*TEXTE SOURCE*.
************
Le scrutin est clos.
(Il est procédé au comptage des votes.)
M. le président. Voici le résultat du dépouillement du scrutin n° 69 :
Nombre de votants | 328 |
Nombre de suffrages exprimés | 328 |
Majorité absolue des suffrages exprimés | 165 |
Pour l'adoption | 126 |
Contre | 202 |
Le Sénat n'a pas adopté.
Division additionnelle avant l'article 4 (précédemment réservée)
M. le président. L'amendement n° 139, présenté par Mme Beaufils, MM. Foucaud, Vera et les membres du groupe Communiste Républicain et Citoyen, est ainsi libellé :
Avant l'article 4, insérer une division additionnelle ainsi rédigée :
Titre...
MESURES RELATIVES AU SERVICE DE BASE BANCAIRE
La parole est à Mme Brigitte Gonthier-Maurin.
Mme Brigitte Gonthier-Maurin. Cet amendement porte sur la question particulièrement importante de l'accès aux services bancaires, accès qui est rendu aujourd'hui particulièrement difficile pour de nombreuses familles.
Or, le pouvoir d'achat, cela passe aussi par la possibilité de disposer d'une variété de moyens de paiement et de financement.
Je me permettrai de formuler une remarque. La discussion que nous avons eue tout à l'heure à propos de la Société générale, lors des questions d'actualité au Gouvernement, montre à quel point il est urgent de mettre en place un pôle public du crédit démocratisé.
Tout le monde connaît les chiffres.
Si l'on en croit le comité consultatif du secteur financier, ce sont en effet 2 457 000 familles qui sont inscrites au fichier central des chèques et des cartes bancaires.
De même, près de 2,3 millions de familles sont inscrites au fichier national des incidents de remboursement des crédits aux particuliers, le FICP, dont près de 800 000 au titre du surendettement.
Pour sa part, la Banque de France a mis en évidence, ces derniers temps, dans le baromètre trimestriel du surendettement, une nouvelle augmentation du nombre de dossiers examinés par les commissions de surendettement.
Plusieurs causes sont à l'origine de cette situation. La hausse des prix de l'immobilier est l'une des raisons profondes de la progression de l'endettement des ménages et des difficultés qu'ils rencontrent. L'inflation des frais bancaires, la pratique fort développée des crédits revolving, des crédits permanents faussement présentés par des publicités alléchantes sont autant d'éléments qui constituent les segments sur lesquels se construit l'exclusion bancaire, avec tout ce que cela implique bien sûr.
Il faut aujourd'hui créer les conditions d'un véritable droit au compte. Nous venons de souligner le fait que des personnes sont inscrites, d'une manière ou d'une autre, sur les deux fichiers des incidents de paiement, le FCC, le fichier central des chèques, ou le FICP. Cependant, dans les deux cas, la plupart des familles concernées ne sont pas visées par les mesures d'interdiction pure et simple d'émission de chèques ; un grand nombre de personnes sont aujourd'hui dépourvues de compte bancaire alors même qu'elles n'ont pas connu jusqu'à présent la moindre difficulté.
************
*MATÉRIEL*.
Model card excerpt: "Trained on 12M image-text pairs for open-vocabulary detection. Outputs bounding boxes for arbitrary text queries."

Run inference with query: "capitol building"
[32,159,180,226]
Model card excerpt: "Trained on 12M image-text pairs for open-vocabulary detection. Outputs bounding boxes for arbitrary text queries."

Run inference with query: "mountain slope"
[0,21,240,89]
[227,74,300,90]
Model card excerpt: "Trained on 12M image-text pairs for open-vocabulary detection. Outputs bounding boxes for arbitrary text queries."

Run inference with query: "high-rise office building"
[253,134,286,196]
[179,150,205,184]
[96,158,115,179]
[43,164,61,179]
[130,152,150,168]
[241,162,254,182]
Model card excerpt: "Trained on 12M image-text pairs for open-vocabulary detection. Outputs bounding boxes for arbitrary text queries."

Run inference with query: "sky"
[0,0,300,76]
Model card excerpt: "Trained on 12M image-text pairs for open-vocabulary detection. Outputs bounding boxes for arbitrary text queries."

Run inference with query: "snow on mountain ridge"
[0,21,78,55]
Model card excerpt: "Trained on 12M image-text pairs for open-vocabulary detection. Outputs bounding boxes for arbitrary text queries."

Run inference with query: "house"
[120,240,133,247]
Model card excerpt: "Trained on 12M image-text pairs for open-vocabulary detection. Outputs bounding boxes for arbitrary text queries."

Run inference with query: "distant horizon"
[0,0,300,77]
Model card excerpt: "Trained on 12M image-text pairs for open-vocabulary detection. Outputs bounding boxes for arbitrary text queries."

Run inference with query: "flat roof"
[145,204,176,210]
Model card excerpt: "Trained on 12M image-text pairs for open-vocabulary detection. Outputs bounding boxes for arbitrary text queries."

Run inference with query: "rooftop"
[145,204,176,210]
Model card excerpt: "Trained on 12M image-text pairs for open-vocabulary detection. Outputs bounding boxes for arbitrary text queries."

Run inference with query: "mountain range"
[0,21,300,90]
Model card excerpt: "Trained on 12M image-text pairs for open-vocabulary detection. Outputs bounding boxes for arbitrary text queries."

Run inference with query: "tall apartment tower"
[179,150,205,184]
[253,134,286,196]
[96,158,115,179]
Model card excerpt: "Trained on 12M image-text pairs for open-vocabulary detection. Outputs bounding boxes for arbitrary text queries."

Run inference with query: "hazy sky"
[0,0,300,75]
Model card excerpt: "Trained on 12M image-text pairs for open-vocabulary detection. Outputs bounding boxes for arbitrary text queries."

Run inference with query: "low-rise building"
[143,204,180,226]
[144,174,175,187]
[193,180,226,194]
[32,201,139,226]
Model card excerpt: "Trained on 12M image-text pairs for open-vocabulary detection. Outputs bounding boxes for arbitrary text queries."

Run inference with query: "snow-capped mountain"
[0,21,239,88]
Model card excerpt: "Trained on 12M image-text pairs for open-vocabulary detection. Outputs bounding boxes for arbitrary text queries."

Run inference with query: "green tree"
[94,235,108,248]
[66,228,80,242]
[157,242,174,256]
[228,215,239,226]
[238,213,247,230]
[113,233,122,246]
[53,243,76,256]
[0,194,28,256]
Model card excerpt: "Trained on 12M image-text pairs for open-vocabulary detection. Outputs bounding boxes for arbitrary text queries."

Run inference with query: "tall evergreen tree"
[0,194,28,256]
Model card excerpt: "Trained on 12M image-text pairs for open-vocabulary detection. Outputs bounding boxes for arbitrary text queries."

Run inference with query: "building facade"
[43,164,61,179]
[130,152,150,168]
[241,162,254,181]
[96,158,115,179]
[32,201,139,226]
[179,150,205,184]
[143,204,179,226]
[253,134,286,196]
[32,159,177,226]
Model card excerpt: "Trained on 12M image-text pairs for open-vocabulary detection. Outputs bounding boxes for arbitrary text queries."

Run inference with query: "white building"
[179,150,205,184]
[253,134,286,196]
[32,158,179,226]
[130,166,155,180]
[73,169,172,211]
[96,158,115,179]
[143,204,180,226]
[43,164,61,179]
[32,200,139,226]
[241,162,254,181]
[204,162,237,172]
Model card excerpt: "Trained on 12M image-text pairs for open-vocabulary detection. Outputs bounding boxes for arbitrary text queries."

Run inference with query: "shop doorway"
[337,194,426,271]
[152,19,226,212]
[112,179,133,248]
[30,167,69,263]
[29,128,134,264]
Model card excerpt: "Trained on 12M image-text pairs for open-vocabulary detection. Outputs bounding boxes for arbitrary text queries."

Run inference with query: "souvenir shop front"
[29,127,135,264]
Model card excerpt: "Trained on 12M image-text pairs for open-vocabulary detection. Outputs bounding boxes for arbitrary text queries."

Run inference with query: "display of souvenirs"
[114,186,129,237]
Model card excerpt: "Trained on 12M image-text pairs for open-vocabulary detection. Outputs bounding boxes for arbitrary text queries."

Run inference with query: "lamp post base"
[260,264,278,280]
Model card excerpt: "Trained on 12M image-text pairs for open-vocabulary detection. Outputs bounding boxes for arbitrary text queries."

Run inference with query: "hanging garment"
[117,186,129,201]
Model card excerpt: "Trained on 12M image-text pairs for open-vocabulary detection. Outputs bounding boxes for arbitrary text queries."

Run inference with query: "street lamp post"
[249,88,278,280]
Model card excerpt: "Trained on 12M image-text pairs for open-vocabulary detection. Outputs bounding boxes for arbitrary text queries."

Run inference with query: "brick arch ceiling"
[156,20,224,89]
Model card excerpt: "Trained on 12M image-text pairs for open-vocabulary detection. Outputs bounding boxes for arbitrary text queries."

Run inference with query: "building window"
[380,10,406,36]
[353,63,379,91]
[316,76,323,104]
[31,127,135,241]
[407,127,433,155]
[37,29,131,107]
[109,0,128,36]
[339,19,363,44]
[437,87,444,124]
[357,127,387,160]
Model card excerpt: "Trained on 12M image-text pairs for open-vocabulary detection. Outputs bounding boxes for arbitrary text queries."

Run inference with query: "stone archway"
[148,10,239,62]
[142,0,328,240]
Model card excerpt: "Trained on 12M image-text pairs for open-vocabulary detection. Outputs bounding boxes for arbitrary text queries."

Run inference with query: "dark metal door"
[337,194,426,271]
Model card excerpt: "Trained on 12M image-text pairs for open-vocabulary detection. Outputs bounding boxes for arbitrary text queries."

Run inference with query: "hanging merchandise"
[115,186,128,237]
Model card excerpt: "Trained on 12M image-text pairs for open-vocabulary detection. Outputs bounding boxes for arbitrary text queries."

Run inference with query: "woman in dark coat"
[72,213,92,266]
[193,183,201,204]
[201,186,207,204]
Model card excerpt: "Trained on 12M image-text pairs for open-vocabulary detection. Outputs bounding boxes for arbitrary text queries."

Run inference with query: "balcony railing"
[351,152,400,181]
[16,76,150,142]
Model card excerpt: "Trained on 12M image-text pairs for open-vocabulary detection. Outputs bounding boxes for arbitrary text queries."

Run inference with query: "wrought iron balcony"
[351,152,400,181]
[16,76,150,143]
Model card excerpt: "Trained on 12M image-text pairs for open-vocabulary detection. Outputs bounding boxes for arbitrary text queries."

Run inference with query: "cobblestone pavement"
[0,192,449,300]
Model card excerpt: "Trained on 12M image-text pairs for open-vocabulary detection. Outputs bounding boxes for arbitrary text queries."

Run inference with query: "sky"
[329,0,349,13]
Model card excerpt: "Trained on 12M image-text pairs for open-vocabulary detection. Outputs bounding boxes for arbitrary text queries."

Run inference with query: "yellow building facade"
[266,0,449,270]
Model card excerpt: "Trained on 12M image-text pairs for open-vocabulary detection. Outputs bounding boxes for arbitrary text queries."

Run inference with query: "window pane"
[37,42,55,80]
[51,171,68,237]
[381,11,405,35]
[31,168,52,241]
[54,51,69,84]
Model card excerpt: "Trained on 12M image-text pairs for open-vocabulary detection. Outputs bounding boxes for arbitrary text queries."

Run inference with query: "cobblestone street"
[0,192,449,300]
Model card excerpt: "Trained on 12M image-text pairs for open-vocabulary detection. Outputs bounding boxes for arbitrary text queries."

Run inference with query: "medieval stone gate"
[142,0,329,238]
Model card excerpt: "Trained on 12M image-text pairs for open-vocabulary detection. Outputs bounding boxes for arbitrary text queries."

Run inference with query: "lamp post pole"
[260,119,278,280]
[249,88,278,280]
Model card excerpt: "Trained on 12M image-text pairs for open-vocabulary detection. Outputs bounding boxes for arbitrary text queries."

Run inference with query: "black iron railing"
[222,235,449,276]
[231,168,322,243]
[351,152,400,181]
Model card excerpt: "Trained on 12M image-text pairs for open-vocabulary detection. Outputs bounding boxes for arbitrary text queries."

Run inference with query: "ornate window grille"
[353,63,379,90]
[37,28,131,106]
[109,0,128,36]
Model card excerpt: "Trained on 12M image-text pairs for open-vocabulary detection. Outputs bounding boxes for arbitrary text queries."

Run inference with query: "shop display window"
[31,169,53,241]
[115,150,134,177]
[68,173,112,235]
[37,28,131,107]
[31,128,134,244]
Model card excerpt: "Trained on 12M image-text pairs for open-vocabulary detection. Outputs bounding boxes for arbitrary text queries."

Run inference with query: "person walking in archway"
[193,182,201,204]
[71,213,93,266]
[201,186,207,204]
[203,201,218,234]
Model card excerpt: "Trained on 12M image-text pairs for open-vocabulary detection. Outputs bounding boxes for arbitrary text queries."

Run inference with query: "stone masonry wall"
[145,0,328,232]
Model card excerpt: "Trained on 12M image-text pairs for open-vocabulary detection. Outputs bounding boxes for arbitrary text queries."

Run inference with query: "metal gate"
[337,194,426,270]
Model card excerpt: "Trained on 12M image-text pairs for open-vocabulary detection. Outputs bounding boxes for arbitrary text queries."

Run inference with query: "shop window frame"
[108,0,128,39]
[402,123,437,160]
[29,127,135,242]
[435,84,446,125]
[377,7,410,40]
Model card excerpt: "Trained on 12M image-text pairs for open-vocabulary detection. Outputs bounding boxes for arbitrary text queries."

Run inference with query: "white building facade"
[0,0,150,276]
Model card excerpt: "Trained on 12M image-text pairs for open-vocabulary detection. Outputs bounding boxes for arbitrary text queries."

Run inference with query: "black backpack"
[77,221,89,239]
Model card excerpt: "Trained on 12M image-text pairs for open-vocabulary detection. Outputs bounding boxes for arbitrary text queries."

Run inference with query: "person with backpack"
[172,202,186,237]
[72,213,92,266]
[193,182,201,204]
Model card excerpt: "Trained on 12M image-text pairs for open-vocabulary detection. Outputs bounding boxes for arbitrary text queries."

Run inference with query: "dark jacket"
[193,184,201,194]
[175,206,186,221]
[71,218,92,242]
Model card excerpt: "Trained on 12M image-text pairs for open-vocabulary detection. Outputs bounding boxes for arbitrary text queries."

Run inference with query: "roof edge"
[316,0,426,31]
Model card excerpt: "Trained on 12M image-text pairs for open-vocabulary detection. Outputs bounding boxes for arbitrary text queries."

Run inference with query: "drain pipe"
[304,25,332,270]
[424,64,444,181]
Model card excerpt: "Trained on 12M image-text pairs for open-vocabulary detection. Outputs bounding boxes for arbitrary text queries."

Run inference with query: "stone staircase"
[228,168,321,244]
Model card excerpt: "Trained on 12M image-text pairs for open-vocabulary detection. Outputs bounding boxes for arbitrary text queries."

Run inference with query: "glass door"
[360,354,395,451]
************
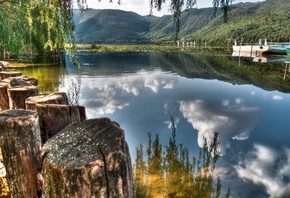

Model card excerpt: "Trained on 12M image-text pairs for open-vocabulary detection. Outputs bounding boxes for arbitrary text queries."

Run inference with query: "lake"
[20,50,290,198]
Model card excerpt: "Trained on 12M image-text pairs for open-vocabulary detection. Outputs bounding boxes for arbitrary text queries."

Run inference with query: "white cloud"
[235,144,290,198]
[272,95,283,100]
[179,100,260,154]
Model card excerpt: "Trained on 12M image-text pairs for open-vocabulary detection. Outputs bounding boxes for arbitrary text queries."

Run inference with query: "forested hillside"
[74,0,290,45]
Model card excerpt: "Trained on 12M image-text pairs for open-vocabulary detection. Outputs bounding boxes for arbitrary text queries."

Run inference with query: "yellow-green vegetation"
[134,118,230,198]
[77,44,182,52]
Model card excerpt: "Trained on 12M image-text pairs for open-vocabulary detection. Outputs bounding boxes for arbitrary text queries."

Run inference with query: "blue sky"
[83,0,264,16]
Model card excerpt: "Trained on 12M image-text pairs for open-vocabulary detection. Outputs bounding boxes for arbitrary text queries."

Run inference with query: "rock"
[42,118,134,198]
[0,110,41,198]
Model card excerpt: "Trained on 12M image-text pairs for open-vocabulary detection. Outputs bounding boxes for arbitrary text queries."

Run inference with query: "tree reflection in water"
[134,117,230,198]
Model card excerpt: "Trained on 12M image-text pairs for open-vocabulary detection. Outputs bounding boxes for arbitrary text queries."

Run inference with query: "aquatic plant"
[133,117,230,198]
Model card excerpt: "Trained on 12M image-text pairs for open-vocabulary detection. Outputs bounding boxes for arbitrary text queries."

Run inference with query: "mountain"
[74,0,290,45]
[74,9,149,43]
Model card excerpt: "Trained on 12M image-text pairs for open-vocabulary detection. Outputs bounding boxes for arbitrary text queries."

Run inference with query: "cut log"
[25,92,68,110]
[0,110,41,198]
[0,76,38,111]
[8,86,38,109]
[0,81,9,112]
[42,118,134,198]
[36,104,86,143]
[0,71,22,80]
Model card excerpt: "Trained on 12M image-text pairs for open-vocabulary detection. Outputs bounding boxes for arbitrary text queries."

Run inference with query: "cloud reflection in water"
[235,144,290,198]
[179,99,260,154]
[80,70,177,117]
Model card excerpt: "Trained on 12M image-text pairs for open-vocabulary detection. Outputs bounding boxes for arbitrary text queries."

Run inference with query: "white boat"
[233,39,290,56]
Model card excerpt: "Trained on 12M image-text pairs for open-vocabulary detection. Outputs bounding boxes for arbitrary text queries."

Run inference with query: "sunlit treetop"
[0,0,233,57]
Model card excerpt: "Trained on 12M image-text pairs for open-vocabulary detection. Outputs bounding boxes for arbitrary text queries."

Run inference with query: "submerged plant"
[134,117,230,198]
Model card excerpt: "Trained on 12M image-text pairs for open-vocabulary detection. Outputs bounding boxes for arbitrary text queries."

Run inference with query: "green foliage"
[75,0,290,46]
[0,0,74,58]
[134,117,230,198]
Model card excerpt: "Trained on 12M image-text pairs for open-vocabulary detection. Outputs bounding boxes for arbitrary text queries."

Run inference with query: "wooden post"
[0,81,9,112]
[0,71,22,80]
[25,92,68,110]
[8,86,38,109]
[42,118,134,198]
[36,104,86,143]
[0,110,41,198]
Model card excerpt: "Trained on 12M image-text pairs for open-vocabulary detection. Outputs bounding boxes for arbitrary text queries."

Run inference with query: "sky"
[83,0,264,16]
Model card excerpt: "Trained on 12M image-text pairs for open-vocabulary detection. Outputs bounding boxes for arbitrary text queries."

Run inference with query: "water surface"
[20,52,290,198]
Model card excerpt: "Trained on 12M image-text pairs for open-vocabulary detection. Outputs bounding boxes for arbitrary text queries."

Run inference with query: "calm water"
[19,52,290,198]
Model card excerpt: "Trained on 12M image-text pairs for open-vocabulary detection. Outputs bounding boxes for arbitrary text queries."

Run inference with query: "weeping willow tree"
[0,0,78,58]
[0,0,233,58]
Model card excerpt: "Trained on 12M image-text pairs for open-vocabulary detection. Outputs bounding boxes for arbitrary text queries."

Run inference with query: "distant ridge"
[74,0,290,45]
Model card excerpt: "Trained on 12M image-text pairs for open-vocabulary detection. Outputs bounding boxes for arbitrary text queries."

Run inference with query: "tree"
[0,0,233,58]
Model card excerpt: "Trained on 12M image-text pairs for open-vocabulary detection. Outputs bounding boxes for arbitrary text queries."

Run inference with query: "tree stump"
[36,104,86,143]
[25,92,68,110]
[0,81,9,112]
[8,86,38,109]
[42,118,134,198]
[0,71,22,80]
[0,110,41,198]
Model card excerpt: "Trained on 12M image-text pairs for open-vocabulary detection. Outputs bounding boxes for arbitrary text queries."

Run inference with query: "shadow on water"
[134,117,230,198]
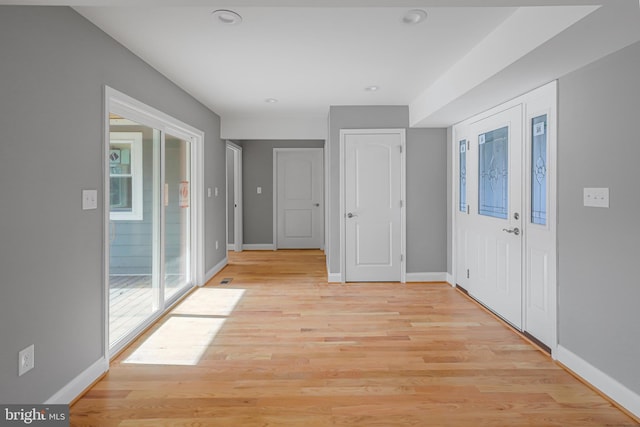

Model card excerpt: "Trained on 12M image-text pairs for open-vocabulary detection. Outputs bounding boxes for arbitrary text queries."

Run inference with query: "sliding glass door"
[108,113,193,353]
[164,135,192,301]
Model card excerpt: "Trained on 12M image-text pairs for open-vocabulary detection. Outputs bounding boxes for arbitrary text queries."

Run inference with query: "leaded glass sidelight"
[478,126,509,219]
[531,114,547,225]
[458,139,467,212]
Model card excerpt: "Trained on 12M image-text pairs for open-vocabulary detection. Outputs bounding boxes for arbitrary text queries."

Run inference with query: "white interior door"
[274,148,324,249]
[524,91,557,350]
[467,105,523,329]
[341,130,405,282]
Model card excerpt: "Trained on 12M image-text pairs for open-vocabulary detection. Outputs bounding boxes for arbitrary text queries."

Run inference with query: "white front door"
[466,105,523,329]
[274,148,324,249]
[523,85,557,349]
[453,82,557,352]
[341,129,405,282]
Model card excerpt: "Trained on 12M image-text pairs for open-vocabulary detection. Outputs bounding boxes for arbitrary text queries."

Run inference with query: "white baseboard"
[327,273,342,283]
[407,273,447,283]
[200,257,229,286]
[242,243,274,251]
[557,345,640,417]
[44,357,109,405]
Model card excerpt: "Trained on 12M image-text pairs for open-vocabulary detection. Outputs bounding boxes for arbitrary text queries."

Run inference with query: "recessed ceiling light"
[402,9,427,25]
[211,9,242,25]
************
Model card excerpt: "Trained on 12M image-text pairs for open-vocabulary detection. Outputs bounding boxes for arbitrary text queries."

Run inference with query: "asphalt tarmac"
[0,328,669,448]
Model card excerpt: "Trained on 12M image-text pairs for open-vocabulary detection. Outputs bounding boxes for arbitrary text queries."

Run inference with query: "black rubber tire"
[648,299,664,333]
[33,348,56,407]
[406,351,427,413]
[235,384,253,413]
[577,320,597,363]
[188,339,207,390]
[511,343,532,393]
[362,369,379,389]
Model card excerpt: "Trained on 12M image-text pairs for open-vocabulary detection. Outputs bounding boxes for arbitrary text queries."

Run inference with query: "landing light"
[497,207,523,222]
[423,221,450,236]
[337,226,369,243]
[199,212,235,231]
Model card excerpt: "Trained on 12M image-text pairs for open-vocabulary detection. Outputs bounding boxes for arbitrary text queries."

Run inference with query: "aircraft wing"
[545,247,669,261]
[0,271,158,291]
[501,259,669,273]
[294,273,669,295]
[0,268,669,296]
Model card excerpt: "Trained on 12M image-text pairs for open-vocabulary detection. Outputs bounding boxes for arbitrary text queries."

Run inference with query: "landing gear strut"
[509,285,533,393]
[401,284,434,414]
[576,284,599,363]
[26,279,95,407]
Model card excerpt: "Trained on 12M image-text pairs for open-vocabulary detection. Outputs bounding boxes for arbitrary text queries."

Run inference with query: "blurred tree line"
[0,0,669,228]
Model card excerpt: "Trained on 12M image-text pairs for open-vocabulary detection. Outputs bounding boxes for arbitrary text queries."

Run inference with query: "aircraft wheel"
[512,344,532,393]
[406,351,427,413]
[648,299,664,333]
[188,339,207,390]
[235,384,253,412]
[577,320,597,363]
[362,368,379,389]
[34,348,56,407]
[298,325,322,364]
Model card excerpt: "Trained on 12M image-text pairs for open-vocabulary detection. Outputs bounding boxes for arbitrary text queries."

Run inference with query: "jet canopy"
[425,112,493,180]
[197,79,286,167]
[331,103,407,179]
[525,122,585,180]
************
*LISTE DES TÂCHES*.
A. D'après le texte source, combien de familles sont inscrites au fichier central des chèques et des cartes bancaires selon le comité consultatif du secteur financier ?
B. Résumez le texte source en trois phrases.
C. Recopiez le passage du texte source allant de « Si l'on en croit » jusqu'à « commissions de surendettement. ».

*RÉPONSES*.
A. 2 457 000 familles.

B. Le Sénat n'adopte pas le texte mis aux voix lors du scrutin n° 69, qui recueille 126 voix pour et 202 contre sur 328 votants. Mme Brigitte Gonthier-Maurin défend ensuite l'amendement n° 139, qui insère avant l'article 4 une division relative au service de base bancaire, en soulignant que l'accès aux services bancaires est devenu particulièrement difficile pour de nombreuses familles. Elle cite l'inscription de millions de familles aux fichiers d'incidents de paiement et attribue cette situation notamment à la hausse des prix de l'immobilier, à l'inflation des frais bancaires et aux crédits revolving, avant d'appeler à créer un véritable droit au compte.

C.
Si l'on en croit le comité consultatif du secteur financier, ce sont en effet 2 457 000 familles qui sont inscrites au fichier central des chèques et des cartes bancaires.
De même, près de 2,3 millions de familles sont inscrites au fichier national des incidents de remboursement des crédits aux particuliers, le FICP, dont près de 800 000 au titre du surendettement.
Pour sa part, la Banque de France a mis en évidence, ces derniers temps, dans le baromètre trimestriel du surendettement, une nouvelle augmentation du nombre de dossiers examinés par les commissions de surendettement.